Start of PASSAGE PROVIDED

Throwing up after a drunker stopper ruined my friendship. AITA?
I (26F, Indian origin) made a friend J (27F, Swedish). During a rough patch — work, love life, and a visa nightmare — she invited me to dinner. We agreed on frozen food and drinks, with her condition that she didn’t want to get too drunk as she had plans the next day. She’s a very systematic, busy person: 4-hour daily commute, cares for a horse every other day, keeps an immaculate home.
The evening started great — frozen pizza, charcuterie, vodka mixed with probiotic drinks. We talked about love, men, danced drunkenly, sang along to “The Ordinary” by Alex Warren. Then my memory went to flashes. I projectile vomited, slipped in it, fell hard. J helped me up, got me into the shower, and held me while I sobbed about wanting to be loved. I passed out on her couch.
Morning was brutal. I have a history of serious gut issues that had resurfaced — vomiting bile, blinding headache. She made me hot water. I caught glimpses of her cleaning but assumed it was regular Sunday cleaning, unaware of the full extent of the damage. When she asked if I could head home — it being her only free day — I agreed. She even gave me a plastic bag for the commute, which I needed.
I texted her that afternoon, opened humorously, apologised profusely, and asked if I’d done anything embarrassing. No response for 24+ hours. Then a long message: she was glad I was okay, but disappointed I hadn’t offered to help after recovering. The vomit had hit the floor, carpet, walls, and a hallway dresser. She’d needed to call her parents for help — embarrassing for her — and felt I’d crossed her boundary about drinking.

End of PASSAGE PROVIDED
Start of SOURCE DATA

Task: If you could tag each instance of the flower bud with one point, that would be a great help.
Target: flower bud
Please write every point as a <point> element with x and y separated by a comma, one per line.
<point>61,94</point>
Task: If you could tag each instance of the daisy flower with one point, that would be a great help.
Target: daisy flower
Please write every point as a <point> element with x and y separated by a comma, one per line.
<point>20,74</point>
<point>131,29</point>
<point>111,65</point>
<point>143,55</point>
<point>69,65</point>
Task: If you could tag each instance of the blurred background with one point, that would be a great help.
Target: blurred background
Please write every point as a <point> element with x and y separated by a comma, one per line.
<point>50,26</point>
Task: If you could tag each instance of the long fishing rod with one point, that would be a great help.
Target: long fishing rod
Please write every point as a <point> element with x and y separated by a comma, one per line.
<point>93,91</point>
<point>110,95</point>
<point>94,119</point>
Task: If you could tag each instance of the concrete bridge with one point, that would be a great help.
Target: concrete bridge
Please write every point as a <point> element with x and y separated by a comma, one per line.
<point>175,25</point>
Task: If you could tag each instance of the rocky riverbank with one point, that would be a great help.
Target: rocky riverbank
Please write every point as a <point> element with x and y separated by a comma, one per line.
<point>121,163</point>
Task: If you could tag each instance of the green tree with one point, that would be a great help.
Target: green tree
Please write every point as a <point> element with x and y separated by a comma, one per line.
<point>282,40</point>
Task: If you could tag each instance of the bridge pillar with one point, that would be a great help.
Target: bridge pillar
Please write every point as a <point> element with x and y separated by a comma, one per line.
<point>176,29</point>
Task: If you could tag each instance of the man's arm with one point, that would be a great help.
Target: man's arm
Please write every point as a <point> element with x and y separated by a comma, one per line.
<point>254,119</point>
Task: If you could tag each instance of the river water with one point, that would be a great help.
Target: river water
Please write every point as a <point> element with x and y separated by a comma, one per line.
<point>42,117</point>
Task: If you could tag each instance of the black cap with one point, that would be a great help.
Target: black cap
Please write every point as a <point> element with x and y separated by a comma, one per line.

End of SOURCE DATA

▶ **TO DO**:
(a) Rewrite the post about the dinner, starting at "Throwing up after" and ending at "on her couch.", with "vodka" changed to "gin".
(b) According to the post about the dinner, what song did the two friends sing along to?
(c) Resume the post about the dinner from its last sentence.

▶ **EXERCISE RESULTS**:
(a)
Throwing up after a drunker stopper ruined my friendship. AITA?
I (26F, Indian origin) made a friend J (27F, Swedish). During a rough patch — work, love life, and a visa nightmare — she invited me to dinner. We agreed on frozen food and drinks, with her condition that she didn’t want to get too drunk as she had plans the next day. She’s a very systematic, busy person: 4-hour daily commute, cares for a horse every other day, keeps an immaculate home.
The evening started great — frozen pizza, charcuterie, gin mixed with probiotic drinks. We talked about love, men, danced drunkenly, sang along to “The Ordinary” by Alex Warren. Then my memory went to flashes. I projectile vomited, slipped in it, fell hard. J helped me up, got me into the shower, and held me while I sobbed about wanting to be loved. I passed out on her couch.

(b) "The Ordinary" by Alex Warren.

(c)
I apologised deeply, offered to compensate anything, said I’d understand if she needed space. She asked to be reimbursed for the dresser. I sent the money immediately.
I booked an emergency therapy session. My therapist — who knows me well, knowing I have CPTSD, high anxiety, and am on antidepressants — reviewed the entire thread and said J was “being extremely unreasonable, only blaming and shaming me without giving me a chance to redeem myself.” She asked: “If roles were reversed, would you have done the same thing? Would you have shamed her? Would you have dumped all of this on her knowing what she’s going through? I see you here and you look beaten down.” My Swedish therapist also noted: “She and I are of the same culture and I would never do this to a loved one.”
Two other Swedish friends, who knew my gut issues firsthand, called J’s reaction rude and said they’d never prioritise material things over my health.
Still, I reached out to J saying I wished she’d just called me that morning — I would’ve come immediately. She replied it wasn’t her responsibility to ask me to clean up my own mess. I acknowledged that but said I simply hadn’t known the full extent due to memory gaps, and wished she’d come to me directly instead of parents. She brought up that I’d asked for a blanket while she was scrubbing floors. We agreed to disagree; she saw no fault in herself whatsoever.
We haven’t spoken since. My visa was rejected and I’ve moved away, but this still eats at me.
AITA? Did she overreact? Was this just miscommunication and human error?